======== Supplied text ========
Following the Appenzell victory in 1408 during the Appenzell Wars, the Abbey of St. Gall lost much of their power and wealth. By 1412 there were only two monks left at the Abbey, one of which elected the other as Abbot. As a result, over the following decades the abbots of St. Gall aggressively expanded their lands and influence in the region. In 1442 the town used a visit of Emperor Frederick III to throw off much of the Abbey's power over them. The leaders of the town swore loyalty to the Emperor. Then, in the same year when Kaspar von Landenberg was appointed Abbot over the Abbey, they declared that they could not swear loyalty to him because they already had to the Emperor. Under Kaspar, the Abbey spent money wastefully and was quickly deep in debt. To help rein in the abbot's spending and to further expand their independence, in 1451 the Abbey allied with Zurich, Lucerne, Schwiz and Glarus and forced Kaspar to appoint a cellarer, Ulrich Rösch. In 1454 the town also allied with the Swiss. Abbot Kaspar fought often with Ulrich and in 1458 appealed to the Pope to be rid of Ulrich. However, the decision was given to Cardinal Aeneas Sylvius, who sided with Ulrich and allowed Abbot Kaspar to retain the title, but turned day-to-day operations over to Ulrich. When Abbot Kaspar died in 1463, Ulrich appointed himself Abbot Ulrich VIII and began trying to force the town back under control of the Abbey. Over the next two decades, Abbot Ulrich continued expanding the power and land holdings of the Abbey. He repaired and expanded many of the monastery buildings. His ambitions often brought him into conflict with the town.
======== Excerpted data ========
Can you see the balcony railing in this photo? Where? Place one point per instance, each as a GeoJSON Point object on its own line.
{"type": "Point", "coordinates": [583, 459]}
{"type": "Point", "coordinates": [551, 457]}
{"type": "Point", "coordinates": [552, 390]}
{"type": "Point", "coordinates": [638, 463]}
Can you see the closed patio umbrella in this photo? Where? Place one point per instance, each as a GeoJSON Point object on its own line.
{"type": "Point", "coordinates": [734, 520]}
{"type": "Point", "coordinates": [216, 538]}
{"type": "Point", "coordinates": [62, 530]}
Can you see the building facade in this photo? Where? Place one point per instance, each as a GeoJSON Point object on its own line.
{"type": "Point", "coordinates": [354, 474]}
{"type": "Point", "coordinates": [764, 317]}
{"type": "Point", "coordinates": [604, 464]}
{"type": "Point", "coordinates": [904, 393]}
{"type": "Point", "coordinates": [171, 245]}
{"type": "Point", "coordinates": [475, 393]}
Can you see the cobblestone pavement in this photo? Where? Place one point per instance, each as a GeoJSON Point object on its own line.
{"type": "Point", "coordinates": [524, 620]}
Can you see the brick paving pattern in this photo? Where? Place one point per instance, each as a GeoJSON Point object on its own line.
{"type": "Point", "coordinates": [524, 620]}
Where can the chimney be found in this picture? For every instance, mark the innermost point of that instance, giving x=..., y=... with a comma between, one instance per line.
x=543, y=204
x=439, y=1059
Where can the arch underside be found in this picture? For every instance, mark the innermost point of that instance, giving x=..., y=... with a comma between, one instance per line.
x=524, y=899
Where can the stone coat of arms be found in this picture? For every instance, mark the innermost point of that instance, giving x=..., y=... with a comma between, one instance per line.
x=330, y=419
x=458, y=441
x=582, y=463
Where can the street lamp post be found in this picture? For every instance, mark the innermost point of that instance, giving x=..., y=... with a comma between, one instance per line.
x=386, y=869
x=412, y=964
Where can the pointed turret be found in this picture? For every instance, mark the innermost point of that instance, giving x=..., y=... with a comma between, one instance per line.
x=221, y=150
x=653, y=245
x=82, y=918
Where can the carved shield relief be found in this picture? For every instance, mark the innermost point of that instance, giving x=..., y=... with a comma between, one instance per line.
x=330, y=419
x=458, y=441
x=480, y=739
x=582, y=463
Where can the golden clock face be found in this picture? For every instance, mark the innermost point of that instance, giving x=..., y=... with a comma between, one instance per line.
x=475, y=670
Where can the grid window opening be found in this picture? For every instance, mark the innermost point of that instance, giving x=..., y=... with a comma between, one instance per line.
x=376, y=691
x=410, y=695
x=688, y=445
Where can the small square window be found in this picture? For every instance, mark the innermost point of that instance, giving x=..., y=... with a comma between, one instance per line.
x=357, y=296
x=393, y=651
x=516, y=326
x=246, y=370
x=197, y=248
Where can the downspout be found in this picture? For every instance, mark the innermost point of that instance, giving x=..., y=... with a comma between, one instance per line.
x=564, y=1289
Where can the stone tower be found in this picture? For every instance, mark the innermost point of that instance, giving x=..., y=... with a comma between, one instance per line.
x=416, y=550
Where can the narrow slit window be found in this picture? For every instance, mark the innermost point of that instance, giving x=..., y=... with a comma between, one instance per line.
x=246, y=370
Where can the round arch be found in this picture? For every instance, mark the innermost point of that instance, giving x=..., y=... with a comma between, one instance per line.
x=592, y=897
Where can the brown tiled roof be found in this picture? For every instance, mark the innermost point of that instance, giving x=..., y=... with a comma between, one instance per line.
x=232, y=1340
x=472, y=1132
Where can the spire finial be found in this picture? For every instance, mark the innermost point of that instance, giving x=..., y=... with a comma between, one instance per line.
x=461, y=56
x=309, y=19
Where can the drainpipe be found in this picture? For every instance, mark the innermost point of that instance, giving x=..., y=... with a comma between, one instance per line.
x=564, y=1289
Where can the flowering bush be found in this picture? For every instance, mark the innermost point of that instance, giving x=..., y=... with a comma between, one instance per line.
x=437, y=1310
========
[Brief] According to the St. Gall Abbey text, how many monks were left at the Abbey by 1412?

[Answer to this problem] Two monks.